**TASK REQUIREMENTS**.
Which lines in the data contain the word "cucumber"? Please copy each of them.
[Opening DATA SUPPLIED section]
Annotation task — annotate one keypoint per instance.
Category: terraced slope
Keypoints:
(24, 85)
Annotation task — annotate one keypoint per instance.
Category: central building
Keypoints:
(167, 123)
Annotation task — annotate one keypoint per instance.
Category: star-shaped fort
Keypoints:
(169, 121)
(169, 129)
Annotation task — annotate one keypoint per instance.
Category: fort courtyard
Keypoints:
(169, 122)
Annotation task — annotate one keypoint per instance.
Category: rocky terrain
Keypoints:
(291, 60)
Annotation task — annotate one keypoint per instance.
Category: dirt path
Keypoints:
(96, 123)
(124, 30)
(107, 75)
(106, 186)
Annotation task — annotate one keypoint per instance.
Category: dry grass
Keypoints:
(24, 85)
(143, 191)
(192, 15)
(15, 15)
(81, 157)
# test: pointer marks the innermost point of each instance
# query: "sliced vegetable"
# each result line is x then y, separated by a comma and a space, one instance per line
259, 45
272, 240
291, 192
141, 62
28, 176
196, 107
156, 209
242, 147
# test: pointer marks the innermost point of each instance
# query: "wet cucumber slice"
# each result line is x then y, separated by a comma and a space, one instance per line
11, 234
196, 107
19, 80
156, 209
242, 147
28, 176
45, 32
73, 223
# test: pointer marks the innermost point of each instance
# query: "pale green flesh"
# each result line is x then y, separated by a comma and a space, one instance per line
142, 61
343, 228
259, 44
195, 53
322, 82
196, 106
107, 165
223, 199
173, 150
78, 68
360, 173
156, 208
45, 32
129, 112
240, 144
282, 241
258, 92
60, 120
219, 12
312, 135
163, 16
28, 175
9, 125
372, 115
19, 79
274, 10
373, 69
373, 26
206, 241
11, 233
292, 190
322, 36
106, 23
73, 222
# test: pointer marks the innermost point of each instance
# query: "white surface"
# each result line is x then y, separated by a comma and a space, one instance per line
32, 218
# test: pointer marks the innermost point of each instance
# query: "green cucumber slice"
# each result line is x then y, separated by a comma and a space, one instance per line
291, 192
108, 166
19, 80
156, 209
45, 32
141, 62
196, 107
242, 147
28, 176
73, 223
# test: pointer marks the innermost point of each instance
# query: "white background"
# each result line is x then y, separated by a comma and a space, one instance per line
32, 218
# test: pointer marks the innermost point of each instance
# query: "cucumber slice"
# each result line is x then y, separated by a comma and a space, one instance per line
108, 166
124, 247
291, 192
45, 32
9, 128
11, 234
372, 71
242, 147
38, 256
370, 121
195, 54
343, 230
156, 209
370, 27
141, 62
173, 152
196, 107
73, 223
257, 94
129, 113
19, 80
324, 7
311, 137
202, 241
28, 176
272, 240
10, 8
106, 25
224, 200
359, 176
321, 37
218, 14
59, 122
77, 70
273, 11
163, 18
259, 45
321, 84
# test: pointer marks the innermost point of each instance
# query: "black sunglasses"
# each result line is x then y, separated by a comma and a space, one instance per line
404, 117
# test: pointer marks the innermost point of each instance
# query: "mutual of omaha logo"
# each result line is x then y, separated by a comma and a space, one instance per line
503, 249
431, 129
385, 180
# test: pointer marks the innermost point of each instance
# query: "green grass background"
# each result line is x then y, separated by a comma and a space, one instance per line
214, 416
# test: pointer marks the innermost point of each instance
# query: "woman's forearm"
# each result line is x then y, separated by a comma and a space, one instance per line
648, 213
[Closing DATA SUPPLIED section]
**YOUR SOLUTION**.
# query: "wet cucumber slice"
# query: "green cucumber slice"
# query: "cucumber slice"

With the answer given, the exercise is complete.